*Work required*: In the material below, the lines from the one containing "on the circular" through the one containing "the white painted" are to be given again exactly, ends included, and no others.

*Study material*:
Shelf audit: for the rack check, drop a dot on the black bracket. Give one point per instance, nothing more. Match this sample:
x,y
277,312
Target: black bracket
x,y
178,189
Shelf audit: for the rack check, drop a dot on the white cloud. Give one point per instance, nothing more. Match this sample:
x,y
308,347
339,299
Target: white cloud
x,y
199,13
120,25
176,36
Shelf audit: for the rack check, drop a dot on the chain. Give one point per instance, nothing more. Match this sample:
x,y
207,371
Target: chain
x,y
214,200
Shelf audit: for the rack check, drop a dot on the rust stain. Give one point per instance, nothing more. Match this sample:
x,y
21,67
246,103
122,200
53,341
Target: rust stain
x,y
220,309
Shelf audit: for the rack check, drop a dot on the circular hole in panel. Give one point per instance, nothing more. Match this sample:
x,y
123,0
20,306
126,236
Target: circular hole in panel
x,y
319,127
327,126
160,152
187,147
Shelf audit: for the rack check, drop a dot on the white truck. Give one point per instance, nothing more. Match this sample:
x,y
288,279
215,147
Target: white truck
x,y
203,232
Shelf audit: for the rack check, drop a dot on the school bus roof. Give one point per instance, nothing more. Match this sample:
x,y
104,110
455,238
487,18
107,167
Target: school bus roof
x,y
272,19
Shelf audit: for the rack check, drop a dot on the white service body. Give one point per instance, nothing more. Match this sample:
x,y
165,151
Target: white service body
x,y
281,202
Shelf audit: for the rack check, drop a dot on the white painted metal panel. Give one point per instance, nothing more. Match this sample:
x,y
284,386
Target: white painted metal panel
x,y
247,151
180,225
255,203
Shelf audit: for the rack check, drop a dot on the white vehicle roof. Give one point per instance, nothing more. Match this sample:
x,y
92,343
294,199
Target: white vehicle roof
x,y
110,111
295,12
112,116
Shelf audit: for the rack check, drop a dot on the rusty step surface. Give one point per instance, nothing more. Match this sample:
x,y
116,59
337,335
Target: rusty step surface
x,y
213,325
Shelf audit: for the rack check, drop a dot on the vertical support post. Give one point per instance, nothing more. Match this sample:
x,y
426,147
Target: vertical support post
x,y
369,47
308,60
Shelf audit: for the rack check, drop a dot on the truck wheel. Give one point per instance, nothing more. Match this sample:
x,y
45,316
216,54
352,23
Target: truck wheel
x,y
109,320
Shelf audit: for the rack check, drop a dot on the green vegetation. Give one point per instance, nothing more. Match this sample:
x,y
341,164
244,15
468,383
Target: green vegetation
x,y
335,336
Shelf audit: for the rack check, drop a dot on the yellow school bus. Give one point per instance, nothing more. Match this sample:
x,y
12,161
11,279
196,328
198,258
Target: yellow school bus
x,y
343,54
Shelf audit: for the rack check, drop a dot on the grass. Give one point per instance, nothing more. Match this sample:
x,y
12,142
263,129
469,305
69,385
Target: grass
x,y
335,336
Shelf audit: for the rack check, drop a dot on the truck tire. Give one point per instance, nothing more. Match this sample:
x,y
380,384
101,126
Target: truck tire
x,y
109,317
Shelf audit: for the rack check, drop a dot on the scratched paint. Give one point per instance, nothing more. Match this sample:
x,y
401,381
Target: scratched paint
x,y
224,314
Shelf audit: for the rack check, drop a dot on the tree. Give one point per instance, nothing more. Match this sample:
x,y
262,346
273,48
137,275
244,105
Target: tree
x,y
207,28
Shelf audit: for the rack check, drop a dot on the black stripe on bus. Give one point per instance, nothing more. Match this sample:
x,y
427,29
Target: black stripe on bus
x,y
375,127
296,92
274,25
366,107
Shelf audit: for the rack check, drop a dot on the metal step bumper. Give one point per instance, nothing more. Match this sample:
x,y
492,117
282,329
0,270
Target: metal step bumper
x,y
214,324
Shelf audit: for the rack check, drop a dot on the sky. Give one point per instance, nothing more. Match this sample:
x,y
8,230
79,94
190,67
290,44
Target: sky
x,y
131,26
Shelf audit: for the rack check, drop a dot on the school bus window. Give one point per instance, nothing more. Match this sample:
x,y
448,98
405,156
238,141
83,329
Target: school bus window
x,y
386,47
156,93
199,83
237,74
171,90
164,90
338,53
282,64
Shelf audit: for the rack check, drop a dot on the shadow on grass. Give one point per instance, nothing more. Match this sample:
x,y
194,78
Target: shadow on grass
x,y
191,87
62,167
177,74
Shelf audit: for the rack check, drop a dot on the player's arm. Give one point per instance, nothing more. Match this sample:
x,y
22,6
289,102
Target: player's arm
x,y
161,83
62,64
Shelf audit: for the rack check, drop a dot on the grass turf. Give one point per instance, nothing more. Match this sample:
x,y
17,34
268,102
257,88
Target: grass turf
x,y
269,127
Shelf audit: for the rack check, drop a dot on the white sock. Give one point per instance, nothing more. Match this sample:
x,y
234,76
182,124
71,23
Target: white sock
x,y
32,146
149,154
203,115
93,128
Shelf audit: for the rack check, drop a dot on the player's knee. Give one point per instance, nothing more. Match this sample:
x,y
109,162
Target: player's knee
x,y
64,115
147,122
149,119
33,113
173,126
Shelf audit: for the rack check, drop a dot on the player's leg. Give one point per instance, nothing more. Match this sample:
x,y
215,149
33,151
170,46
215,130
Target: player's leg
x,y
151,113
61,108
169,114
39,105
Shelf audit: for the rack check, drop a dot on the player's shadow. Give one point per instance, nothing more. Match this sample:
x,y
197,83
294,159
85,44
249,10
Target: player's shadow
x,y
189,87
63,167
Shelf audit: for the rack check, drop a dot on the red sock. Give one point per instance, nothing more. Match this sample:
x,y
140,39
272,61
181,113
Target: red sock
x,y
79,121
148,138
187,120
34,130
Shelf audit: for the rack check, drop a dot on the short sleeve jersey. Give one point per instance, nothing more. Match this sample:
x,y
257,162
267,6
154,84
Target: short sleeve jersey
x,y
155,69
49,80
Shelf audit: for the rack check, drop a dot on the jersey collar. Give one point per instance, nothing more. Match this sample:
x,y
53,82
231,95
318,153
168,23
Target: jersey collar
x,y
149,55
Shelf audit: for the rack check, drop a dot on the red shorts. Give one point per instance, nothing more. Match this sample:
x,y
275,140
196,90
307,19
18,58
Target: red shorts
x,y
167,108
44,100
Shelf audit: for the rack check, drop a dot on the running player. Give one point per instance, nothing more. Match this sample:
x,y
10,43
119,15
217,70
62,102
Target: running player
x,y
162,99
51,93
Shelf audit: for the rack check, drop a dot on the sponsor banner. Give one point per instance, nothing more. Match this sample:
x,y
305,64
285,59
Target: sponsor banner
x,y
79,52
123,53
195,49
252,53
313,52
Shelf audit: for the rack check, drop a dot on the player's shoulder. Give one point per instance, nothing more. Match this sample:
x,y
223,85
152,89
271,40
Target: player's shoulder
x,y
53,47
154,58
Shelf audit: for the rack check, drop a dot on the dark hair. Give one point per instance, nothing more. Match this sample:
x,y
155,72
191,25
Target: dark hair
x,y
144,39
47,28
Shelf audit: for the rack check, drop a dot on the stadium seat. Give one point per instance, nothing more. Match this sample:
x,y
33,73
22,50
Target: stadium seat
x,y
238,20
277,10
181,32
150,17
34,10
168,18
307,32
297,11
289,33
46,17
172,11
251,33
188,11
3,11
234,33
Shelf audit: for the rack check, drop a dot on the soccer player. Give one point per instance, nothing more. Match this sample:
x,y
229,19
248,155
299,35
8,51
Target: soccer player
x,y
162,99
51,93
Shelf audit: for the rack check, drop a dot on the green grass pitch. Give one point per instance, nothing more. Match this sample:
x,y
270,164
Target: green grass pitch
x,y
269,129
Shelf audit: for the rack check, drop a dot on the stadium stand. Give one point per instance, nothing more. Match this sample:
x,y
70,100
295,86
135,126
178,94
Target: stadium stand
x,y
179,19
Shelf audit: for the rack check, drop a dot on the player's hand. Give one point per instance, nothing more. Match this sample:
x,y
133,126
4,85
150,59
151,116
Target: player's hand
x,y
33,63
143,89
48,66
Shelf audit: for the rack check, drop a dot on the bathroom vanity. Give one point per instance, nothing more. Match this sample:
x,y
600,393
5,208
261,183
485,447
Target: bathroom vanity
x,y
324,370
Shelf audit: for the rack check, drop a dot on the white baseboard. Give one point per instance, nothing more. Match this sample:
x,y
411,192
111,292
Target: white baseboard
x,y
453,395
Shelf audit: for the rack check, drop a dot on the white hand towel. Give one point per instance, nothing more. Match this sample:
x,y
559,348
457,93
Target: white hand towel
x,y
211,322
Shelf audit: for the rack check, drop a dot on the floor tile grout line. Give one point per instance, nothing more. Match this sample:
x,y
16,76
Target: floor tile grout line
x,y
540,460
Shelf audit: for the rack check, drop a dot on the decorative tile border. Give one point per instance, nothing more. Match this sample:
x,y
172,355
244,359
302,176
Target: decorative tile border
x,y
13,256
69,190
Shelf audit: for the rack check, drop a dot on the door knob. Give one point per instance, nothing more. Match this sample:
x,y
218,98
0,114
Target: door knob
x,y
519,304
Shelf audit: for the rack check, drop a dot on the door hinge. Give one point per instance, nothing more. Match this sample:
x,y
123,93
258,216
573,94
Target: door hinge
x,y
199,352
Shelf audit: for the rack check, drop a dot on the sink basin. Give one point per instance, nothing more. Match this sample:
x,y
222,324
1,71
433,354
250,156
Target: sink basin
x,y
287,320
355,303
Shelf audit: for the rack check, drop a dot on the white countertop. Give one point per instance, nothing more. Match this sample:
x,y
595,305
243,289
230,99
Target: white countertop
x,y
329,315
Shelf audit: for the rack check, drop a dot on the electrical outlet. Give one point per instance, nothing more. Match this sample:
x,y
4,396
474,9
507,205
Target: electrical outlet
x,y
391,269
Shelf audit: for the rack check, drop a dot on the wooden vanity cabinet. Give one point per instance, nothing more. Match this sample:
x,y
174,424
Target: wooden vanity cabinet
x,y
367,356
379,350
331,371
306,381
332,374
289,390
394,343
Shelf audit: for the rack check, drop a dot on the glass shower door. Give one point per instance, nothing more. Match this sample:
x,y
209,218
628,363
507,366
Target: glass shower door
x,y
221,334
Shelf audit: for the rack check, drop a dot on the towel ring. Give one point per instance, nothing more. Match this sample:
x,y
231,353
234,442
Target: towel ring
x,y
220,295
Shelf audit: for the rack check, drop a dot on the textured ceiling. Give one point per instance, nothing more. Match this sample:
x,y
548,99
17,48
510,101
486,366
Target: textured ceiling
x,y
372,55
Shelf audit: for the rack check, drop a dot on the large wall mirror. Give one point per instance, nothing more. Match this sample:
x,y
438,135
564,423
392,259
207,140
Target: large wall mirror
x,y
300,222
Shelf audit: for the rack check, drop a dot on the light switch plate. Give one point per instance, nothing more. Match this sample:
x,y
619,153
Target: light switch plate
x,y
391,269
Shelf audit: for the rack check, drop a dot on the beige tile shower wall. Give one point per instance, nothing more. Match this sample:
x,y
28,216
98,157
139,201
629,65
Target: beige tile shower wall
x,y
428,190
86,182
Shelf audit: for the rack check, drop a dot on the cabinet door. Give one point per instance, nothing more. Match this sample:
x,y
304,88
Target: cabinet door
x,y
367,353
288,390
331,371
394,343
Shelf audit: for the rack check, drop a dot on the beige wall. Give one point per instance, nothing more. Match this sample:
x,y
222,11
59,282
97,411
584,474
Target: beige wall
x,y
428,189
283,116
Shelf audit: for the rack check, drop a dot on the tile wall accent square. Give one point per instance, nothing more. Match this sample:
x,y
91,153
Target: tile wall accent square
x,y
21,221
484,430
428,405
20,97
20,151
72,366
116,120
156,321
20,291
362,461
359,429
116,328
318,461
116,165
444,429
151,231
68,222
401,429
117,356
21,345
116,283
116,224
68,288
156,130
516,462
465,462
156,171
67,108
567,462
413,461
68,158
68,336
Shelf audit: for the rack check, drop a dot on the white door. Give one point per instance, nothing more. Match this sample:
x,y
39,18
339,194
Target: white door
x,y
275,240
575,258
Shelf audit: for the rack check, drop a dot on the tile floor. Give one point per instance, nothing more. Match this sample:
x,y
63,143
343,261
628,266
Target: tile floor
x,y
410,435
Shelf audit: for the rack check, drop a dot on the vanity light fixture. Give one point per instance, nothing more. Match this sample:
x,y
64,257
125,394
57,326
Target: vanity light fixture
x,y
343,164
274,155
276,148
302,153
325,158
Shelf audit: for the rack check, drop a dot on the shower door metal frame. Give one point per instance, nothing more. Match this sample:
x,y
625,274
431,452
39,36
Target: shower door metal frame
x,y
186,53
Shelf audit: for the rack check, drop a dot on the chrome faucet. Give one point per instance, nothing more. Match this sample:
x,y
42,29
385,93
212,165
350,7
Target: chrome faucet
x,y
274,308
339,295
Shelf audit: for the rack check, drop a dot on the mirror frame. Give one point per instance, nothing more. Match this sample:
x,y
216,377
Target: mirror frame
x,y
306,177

*Exercise response*:
Shelf audit: for the rack check, drop a dot on the circular hole in panel. Give one point per instance, nothing more. Match this sample:
x,y
123,0
20,306
126,236
Target: circular hole in panel
x,y
319,127
327,126
160,152
187,147
Shelf audit: for the rack check, drop a dot on the white truck. Give one point per instance, nothing more. Match this sample:
x,y
288,279
215,147
Target: white truck
x,y
203,232
Shelf audit: for the rack check, drop a dot on the school bus roof. Give one point per instance, nothing more. Match this sample:
x,y
104,110
455,238
487,18
107,167
Target: school bus roof
x,y
272,19
Shelf audit: for the rack check, drop a dot on the white service body. Give one point per instance, nothing more. Match this sample:
x,y
165,151
Target: white service body
x,y
281,202
Shelf audit: for the rack check, drop a dot on the white painted metal panel. Give one point per instance, nothing more. Match this sample:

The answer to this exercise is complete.